**USING THE INFORMATION:**
1. Answer these questions from the text on OSW netstat output:
(a) How many sections does the netstat output produced by OSW contain?
(b) Which protocol is used the most in Oracle database and applications?
(c) Which protocol do some RAC implementations use for the interconnect instead of TCP?
2. Carry on the text about OSW netstat output from the point where it stops.
SELECTED EXTRACT Block Start
The netstat output produced by OSW contains 2 sections. The first section contains information about all the network interfaces. The second section contains information about per-protocol statistics.

Section 1: Netstat -ain

FieldDescription
nameDevice name of interface
MtuMaximum transmission unit
NetNetwork Segment Address
addressNetwork address of the device
ipktsInput packets
IerrsInput errors
opktsOutput Packets
OerrsOutput errors
collisCollisions
queueNumber in the Queue

Section 2: Protocol Statistics

The per-protocol statistics can be divided into several categories:

  • RAWIP (raw IP) packets
  • TCP packets
  • IPv4 packets
  • ICMPv4 packets
  • IPv6 packets
  • ICMPv6 packets
  • UDP packets
  • IGMP packet

Each protocol type has a specific set of measures associated with it. Network analysis requires evaluation of these measurements on an individual level and all together to examine the overall health of the network communications.

The TCP protocol is used the most in Oracle database and applications. Some implementations for RAC use UDP for the interconnect protocol instead of TCP. The statistics cannot be divided up on a per-interface basis, so these should be compared to the "-i" statistics above.

What to look for:

Section 1

The information in Section 1 will help diagnose network problems when there is connectivity but response is slow.
SELECTED EXTRACT Block End
DATA PROVIDED Block Start
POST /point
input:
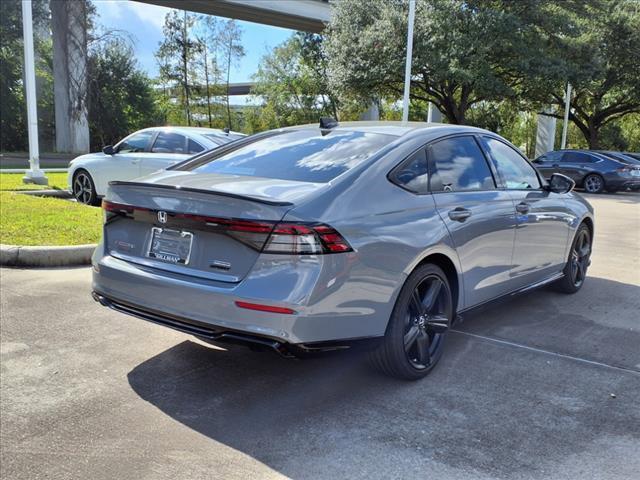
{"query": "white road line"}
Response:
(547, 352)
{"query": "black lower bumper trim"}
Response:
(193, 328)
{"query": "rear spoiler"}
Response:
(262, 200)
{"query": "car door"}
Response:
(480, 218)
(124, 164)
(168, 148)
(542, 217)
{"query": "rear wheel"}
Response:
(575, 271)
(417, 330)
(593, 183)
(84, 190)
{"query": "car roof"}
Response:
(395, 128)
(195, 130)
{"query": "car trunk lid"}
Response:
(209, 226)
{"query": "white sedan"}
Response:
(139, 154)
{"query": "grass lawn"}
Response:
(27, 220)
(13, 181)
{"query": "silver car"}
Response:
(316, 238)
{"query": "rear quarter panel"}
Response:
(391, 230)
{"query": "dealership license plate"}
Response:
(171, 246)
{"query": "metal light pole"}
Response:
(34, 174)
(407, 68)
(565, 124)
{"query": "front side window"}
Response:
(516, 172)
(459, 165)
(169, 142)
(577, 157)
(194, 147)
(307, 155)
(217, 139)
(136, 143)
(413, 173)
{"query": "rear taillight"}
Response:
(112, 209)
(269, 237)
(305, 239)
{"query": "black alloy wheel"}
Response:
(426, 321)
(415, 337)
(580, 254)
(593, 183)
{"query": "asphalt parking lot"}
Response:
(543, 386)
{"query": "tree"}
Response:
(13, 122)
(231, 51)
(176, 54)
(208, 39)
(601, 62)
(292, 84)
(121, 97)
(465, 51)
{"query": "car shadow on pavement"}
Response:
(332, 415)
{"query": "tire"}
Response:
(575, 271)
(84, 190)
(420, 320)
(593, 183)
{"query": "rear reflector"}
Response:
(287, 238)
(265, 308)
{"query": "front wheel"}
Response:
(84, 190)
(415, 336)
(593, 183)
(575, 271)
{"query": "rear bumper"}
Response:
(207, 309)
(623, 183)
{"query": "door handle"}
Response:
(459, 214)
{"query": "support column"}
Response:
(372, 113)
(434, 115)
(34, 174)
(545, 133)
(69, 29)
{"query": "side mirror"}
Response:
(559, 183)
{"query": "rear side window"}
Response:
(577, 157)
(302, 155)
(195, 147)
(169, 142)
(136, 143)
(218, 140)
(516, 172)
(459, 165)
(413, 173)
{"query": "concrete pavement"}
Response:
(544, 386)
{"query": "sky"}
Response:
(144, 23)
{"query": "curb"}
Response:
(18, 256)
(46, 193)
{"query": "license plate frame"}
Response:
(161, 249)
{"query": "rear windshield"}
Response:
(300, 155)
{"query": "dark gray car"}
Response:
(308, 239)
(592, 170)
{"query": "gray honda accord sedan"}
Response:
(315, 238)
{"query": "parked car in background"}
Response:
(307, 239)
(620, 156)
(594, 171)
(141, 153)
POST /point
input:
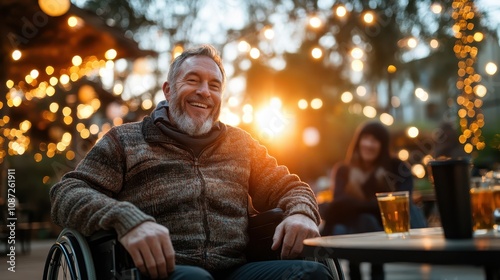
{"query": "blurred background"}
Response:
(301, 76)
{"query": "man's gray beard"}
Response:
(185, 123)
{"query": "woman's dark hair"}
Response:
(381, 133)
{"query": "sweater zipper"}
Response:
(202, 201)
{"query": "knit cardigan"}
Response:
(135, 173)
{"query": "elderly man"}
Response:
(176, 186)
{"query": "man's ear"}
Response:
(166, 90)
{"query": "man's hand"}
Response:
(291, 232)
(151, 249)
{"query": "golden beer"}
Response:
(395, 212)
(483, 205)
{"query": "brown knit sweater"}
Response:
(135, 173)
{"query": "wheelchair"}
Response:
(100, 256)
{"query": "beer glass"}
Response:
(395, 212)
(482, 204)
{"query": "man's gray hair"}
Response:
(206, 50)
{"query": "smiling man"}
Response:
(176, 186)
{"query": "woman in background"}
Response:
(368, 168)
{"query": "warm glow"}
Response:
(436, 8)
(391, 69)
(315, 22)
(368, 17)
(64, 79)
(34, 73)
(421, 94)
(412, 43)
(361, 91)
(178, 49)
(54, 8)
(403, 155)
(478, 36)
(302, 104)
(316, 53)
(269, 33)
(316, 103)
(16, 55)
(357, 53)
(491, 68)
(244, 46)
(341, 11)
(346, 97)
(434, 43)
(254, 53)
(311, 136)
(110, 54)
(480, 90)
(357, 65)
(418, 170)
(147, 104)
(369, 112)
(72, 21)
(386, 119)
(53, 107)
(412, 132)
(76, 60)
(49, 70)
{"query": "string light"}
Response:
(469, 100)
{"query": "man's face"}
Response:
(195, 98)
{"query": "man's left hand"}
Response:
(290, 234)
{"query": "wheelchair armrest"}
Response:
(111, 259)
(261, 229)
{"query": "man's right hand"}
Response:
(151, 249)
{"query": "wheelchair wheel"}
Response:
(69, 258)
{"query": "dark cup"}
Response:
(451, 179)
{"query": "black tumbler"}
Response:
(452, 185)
DATA PROVIDED Block End
**ANSWERS FOR THE EXERCISE:**
1.
(a) Two.
(b) TCP.
(c) UDP.

2.
Values to look at:

  • Collisions (Collis)
  • Output packets (Opkts)
  • Input errors (Ierrs)
  • Input packets (Ipkts)

The above values will give information to workout network collision rates as follows:

Network collision rate = Output collision / Output packets

For a switched network, the collisions should be 0.1 percent or less (see the Cisco web site as a reference) of the output packets. Excessive collisions could lead to the switch port the interface is plugged into to segment, or pull itself off-line, amongst other switch-related issues.

For the input error statistics:

Input Error Rate = Ierrs / Ipkts.

If the input error rate is high (over 0.25 percent), the host is excessively dropping packets. This could mean there is a mismatch of the duplex or speed  settings of the interface card and switch.  It could also imply a failed patch cable.

If ierrs or oerrs show an excessive amount of errors, more information can be found by examination of the netstat -s output.

For Sun systems, further information about a specific interface can be found by using the "-k" option for netstat. The output will give fuller statistics for the device, but this option is not mentioned in the netstat man page. More information can be found at http://sunsolve.sun.com/.

Section 2

The information in Section 2 contains the protocol statistics.

Many performance problems associated with the network involve the retransmission of the TCP packets. For retransmission rate calculations click here.

To find the segment retransmission rate:

%segment-retrans=(tcpRetransSegs / tcpOutDataSegs) * 100

To find the byte retransmission rate:

%byte-retrans = ( tcpRetransBytes / tcpOutDataBytes ) * 100

Most network analyzers report TCP retransmissions as segments (frames) and not in bytes.

Back to Contents

 

oswprvtnet

_prvtnet_YY.MM.DD:HH24.dat

These files will contain output from the 'prvtnet' command that is obtained and archived by OSWatcher at specified intervals.  These files will only exist if 'prvtnet' is installed on the OS and if the OSW user has privileges to run the utility.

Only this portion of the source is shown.